2. The active dielectric resonator antenna of claim 1 further
comprising an antenna feed element that, in a transmitting mode,
generates the proper resonance mode within the bulk of the
dielectric resonator antenna or that, in a receiving mode, receives
the signal from the dielectric resonator antenna, said antenna feed
element being co-located on the same surface as the at least one
active circuit component.
3. The active dielectric resonator antenna of claim 2 wherein the
dielectric resonator antenna is configured as a flip-chip device
having a bottom surface and the at least one active circuit
component is on the bottom surface.
4. The active dielectric resonator antenna of claim 2 wherein the
antenna is a receiving antenna and the at least one active circuit
component includes an amplifier.
5. The active dielectric resonator antenna of claim 2 wherein the
antenna is a transmitting antenna and the at least one active
circuit component includes a frequency multiplier.
6. The active dielectric resonator antenna of claim 2 wherein the
antenna feed element is a slot formed in a metallization film.
7. The active dielectric resonator antenna of claim 4 wherein the
antenna feed element is a slot formed in a metallization film.
8. The active dielectric resonator antenna of claim 4 wherein the
dielectric resonator antenna is operable in a frequency of at least
75 GHz.
9. The active dielectric resonator antenna of claim 5 wherein the
antenna feed element is a slot formed in a metallization film.
Description
CROSS REFERENCE TO RELATED APPLICATION
[0001] This application claims the benefit of U.S. Provisional
Patent Application No. 60/483,319 filed Jun. 26, 2003, the
disclosure of which is hereby incorporated herein by reference.
FIELD OF INVENTION
[0002] The invention relates to dielectric resonator antennas.
BACKGROUND
[0003] Existing dielectric resonator antennas do not incorporate
active devices within or mounted directly on the physical antenna
element. Instead they integrate active devices off the antenna, for
example, by using a microstrip path and/or a slot. That is, active
electronics and antenna elements are connected, side by side. When
the antenna is located on the chip next to the active electronics,
the chip itself can adversely affect antenna performance due to the
presence of wire bonds, microwave substrates, solder bumps,
etc.

# DATA EXTRACT
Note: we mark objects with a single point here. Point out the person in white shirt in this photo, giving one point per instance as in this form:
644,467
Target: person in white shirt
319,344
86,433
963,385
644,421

# REQUIREMENTS
1. Retype everything in the antenna patent excerpt from "8. The active" down to "herein by reference.".
2. Answer these from the antenna patent excerpt:
(a) According to claim 8, at what frequency is the dielectric resonator antenna operable?
(b) In claim 5, what does the active circuit component include when the antenna is a transmitting antenna?
(c) What is the number of the U.S. Provisional Patent Application whose benefit this application claims?
3. Translate this sentence from the antenna patent excerpt into Spanish: "That is, active electronics and antenna elements are connected, side by side."

# OUTPUTS BY TASK
1.
8. The active dielectric resonator antenna of claim 4 wherein the
dielectric resonator antenna is operable in a frequency of at least
75 GHz.
9. The active dielectric resonator antenna of claim 5 wherein the
antenna feed element is a slot formed in a metallization film.
Description
CROSS REFERENCE TO RELATED APPLICATION
[0001] This application claims the benefit of U.S. Provisional
Patent Application No. 60/483,319 filed Jun. 26, 2003, the
disclosure of which is hereby incorporated herein by reference.

2.
(a) At least 75 GHz
(b) A frequency multiplier
(c) 60/483,319

3. Es decir, la electrónica activa y los elementos de antena están conectados uno al lado del otro.